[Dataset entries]
== == ==
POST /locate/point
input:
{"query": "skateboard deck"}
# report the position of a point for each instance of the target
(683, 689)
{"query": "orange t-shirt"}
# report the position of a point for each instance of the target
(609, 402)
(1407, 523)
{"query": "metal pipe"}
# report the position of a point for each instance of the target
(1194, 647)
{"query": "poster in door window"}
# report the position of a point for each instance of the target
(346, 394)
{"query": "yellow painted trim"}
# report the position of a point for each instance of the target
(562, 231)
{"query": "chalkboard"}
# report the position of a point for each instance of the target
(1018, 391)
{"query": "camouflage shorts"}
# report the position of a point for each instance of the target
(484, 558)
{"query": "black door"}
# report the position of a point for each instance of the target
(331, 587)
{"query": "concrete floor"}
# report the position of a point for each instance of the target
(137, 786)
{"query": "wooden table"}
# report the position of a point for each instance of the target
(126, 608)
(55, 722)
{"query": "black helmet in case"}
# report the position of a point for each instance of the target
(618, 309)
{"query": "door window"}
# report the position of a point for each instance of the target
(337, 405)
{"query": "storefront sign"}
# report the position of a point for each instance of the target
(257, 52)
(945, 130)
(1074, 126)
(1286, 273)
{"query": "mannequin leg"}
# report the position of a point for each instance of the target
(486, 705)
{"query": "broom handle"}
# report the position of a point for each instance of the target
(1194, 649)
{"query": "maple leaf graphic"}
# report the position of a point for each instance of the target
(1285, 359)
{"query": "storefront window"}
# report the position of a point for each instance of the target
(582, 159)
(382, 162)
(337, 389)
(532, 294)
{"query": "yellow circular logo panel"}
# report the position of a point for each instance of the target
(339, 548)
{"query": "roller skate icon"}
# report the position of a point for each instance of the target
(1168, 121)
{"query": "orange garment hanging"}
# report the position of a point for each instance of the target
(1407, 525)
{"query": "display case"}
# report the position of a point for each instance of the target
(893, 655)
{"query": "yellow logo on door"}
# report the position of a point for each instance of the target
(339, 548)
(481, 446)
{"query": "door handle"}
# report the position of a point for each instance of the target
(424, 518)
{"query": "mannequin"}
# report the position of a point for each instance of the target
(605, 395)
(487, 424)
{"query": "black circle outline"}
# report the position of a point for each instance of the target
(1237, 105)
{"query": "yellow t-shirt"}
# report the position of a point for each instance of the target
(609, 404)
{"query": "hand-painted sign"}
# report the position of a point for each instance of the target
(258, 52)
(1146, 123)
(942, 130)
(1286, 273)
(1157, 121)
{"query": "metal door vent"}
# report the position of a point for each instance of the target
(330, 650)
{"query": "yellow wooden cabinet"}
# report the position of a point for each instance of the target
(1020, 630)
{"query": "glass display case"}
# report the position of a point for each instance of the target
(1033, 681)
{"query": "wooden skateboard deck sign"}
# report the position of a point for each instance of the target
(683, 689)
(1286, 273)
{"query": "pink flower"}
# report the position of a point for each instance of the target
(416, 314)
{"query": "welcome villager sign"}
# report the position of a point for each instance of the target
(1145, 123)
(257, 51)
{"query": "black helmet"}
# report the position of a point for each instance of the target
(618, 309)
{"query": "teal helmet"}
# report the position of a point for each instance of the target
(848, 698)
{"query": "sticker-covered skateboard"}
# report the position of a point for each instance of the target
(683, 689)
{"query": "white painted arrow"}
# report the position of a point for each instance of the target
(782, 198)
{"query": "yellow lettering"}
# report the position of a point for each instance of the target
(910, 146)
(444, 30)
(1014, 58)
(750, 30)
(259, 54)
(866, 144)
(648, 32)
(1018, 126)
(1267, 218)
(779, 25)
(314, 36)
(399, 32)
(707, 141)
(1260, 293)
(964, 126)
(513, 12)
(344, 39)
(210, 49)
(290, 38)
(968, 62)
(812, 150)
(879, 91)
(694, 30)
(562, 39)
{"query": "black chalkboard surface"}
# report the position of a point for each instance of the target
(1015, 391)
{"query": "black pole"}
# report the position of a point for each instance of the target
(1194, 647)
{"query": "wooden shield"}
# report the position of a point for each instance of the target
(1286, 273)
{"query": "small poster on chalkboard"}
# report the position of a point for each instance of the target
== == ==
## [What is required]
Give back each entry so that it matches the original word for word.

## [Task response]
POST /locate/point
input:
{"query": "skateboard deck"}
# report the position of a point for each instance of the target
(683, 689)
{"query": "orange t-shirt"}
# report the position of a point for each instance of the target
(609, 402)
(1407, 523)
{"query": "metal pipe"}
# report the position of a point for each instance of the target
(1194, 647)
{"query": "poster in door window"}
# report the position of a point for each instance of the target
(346, 394)
{"query": "yellow painted trim"}
# report the position of a point for each instance of the target
(562, 231)
{"query": "chalkboard"}
# report the position of a point for each instance of the target
(1018, 391)
{"query": "camouflage shorts"}
# report the position of a point for each instance of the target
(484, 558)
{"query": "black door"}
# report the position of a point for each instance of the target
(331, 587)
{"query": "concrete floor"}
# report the position of a point for each instance of the target
(137, 786)
{"query": "wooden table"}
# report the position of a point for each instance of the target
(126, 608)
(55, 722)
{"query": "black helmet in case"}
# report the position of a point for each instance of the target
(618, 309)
{"query": "door window"}
# report the position of a point for each instance of the target
(337, 405)
{"query": "storefront sign"}
# report the position of a point for each instance of the target
(257, 52)
(945, 130)
(1074, 126)
(1286, 273)
{"query": "mannequin leg"}
# report the position of a point for each instance of the target
(486, 705)
{"query": "broom handle"}
# report the position of a point for each instance of the target
(1194, 649)
{"query": "maple leaf graphic"}
# report the position of a point for each instance of the target
(1285, 359)
{"query": "storefront window"}
# report the position of a point for each instance of the target
(582, 159)
(382, 162)
(337, 389)
(532, 294)
{"query": "yellow circular logo panel"}
# report the position of a point for each instance of the target
(339, 548)
{"query": "roller skate icon"}
# report the position of a point for each instance of the target
(1168, 121)
{"query": "orange garment hanging"}
# report the position of a point for each instance of the target
(1407, 525)
{"query": "display case"}
# report the position of a point for each instance of the target
(893, 655)
{"query": "yellow logo on door"}
# report the position of a point for each instance of the target
(339, 548)
(481, 446)
{"query": "door handle"}
# report the position of a point for each instance of the target
(424, 518)
{"query": "mannequin"}
# report the position of a point for each instance of the target
(605, 395)
(487, 424)
{"query": "black circle outline"}
# report the position of a point for each instance of the target
(1237, 105)
{"query": "yellow t-shirt"}
# report the position of a point for each instance of the target
(609, 404)
{"query": "hand-painted sign"}
# report the position of a point for each instance of the target
(258, 52)
(1146, 123)
(942, 130)
(1286, 273)
(1157, 121)
{"query": "metal door vent"}
# report the position of a point for each instance of the target
(330, 650)
{"query": "yellow wooden cabinet"}
# report the position of a point for each instance of the target
(1020, 630)
{"query": "glass display case"}
# report the position of a point for each instance of the target
(1033, 681)
{"query": "wooden skateboard deck sign"}
# report the position of a point for each instance of the target
(683, 689)
(1286, 273)
{"query": "pink flower"}
# report the position of a point for each instance of the target
(416, 314)
{"query": "welcome villager sign"}
# report the position of a point for each instance of the target
(1145, 123)
(257, 51)
{"query": "black helmet"}
# report the position of a point for each instance of the target
(618, 309)
{"query": "teal helmet"}
# report the position of a point for each instance of the target
(848, 698)
{"query": "sticker-covered skateboard"}
# report the position of a point for each instance of the target
(683, 689)
{"query": "white painted arrow"}
# report the position of a point for each instance of the target
(782, 198)
{"query": "yellow lettering"}
# report the position of a point for each instance of the target
(910, 146)
(444, 30)
(1014, 58)
(750, 30)
(259, 54)
(866, 144)
(648, 32)
(1018, 126)
(1267, 218)
(779, 25)
(314, 36)
(399, 32)
(707, 141)
(1260, 293)
(964, 126)
(513, 12)
(344, 39)
(210, 49)
(290, 38)
(968, 62)
(812, 150)
(879, 91)
(694, 30)
(562, 39)
{"query": "black chalkboard surface"}
# report the position of a point for each instance of the target
(1015, 391)
{"query": "black pole"}
# report the position of a point for each instance of the target
(1194, 647)
{"query": "wooden shield"}
# report the position of a point for each instance of the target
(1286, 273)
{"query": "small poster on chalkboard"}
# report the position of a point for each instance of the target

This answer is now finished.